◆ **WORK ORDER**:
The data below should be printed in full, exactly, and without any of its images.

◆ **Point-per-instance localization data**:
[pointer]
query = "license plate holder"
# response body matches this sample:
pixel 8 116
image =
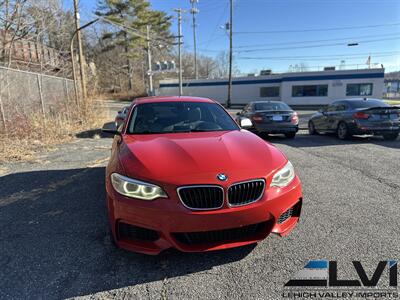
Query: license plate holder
pixel 277 118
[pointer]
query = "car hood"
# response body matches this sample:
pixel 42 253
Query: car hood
pixel 196 158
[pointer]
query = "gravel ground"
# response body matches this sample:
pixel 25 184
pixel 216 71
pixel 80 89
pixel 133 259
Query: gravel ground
pixel 54 240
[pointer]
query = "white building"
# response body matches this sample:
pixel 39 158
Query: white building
pixel 302 88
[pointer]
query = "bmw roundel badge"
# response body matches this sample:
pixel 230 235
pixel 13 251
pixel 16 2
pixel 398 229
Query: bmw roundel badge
pixel 222 177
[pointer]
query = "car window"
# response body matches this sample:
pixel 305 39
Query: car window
pixel 173 117
pixel 356 104
pixel 246 108
pixel 331 108
pixel 271 106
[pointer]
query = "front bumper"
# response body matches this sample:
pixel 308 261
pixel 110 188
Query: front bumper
pixel 170 224
pixel 276 127
pixel 360 128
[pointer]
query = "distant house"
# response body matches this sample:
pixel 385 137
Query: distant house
pixel 30 53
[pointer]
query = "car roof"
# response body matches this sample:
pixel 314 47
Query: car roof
pixel 356 99
pixel 267 101
pixel 156 99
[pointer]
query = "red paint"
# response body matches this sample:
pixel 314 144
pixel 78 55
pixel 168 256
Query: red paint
pixel 177 159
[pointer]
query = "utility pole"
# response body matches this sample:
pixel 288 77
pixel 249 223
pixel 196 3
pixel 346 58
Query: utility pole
pixel 150 71
pixel 80 50
pixel 228 101
pixel 194 11
pixel 180 11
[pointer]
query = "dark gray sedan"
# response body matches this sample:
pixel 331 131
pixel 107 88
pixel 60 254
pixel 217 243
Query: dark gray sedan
pixel 269 117
pixel 357 117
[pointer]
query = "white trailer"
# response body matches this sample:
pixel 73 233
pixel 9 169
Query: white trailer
pixel 302 88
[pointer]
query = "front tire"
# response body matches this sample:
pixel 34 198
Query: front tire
pixel 343 131
pixel 390 136
pixel 290 135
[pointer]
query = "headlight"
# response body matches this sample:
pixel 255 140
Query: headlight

◆ **ANSWER SPACE**:
[pointer]
query = "license plate holder"
# response body matches this sample:
pixel 8 116
image =
Query: license plate holder
pixel 277 118
[pointer]
query = "car hood"
# response body matches this sample:
pixel 42 253
Query: car hood
pixel 196 158
[pointer]
query = "gravel ground"
# response body matches this sample:
pixel 25 184
pixel 216 71
pixel 80 89
pixel 133 259
Query: gravel ground
pixel 54 240
[pointer]
query = "white building"
# response body matches this sample:
pixel 39 158
Query: white building
pixel 302 88
[pointer]
query = "bmw roundel badge"
# response body matches this sample:
pixel 230 235
pixel 13 251
pixel 16 2
pixel 398 229
Query: bmw roundel badge
pixel 222 177
[pointer]
query = "car window"
# response body matches this sample:
pixel 305 39
Query: car window
pixel 173 117
pixel 356 104
pixel 246 108
pixel 331 108
pixel 271 106
[pointer]
query = "front bumper"
# response body matches this sample:
pixel 308 261
pixel 110 188
Query: front bumper
pixel 170 224
pixel 276 127
pixel 360 128
[pointer]
query = "distant house"
# response body matches this sample:
pixel 385 137
Query: distant house
pixel 30 53
[pointer]
query = "car roof"
# response body matches this sample:
pixel 314 47
Query: car roof
pixel 356 99
pixel 267 101
pixel 156 99
[pointer]
query = "red paint"
# response body matches this sample:
pixel 314 144
pixel 78 55
pixel 168 256
Query: red paint
pixel 177 159
[pointer]
query = "utility pole"
# response body matches this sample:
pixel 288 77
pixel 249 223
pixel 196 3
pixel 346 58
Query: utility pole
pixel 150 71
pixel 80 50
pixel 228 101
pixel 194 11
pixel 180 11
[pointer]
query = "dark gray sedan"
# response body matches this sample:
pixel 331 131
pixel 107 88
pixel 60 254
pixel 217 243
Query: dark gray sedan
pixel 269 117
pixel 357 117
[pointer]
query = "white trailer"
# response body matches this sample:
pixel 73 233
pixel 9 169
Query: white trailer
pixel 302 88
[pointer]
query = "front tire"
# response body matches this sample:
pixel 34 198
Query: front tire
pixel 343 131
pixel 390 136
pixel 290 135
[pointer]
query = "headlight"
# response body matches this sample:
pixel 255 140
Query: headlight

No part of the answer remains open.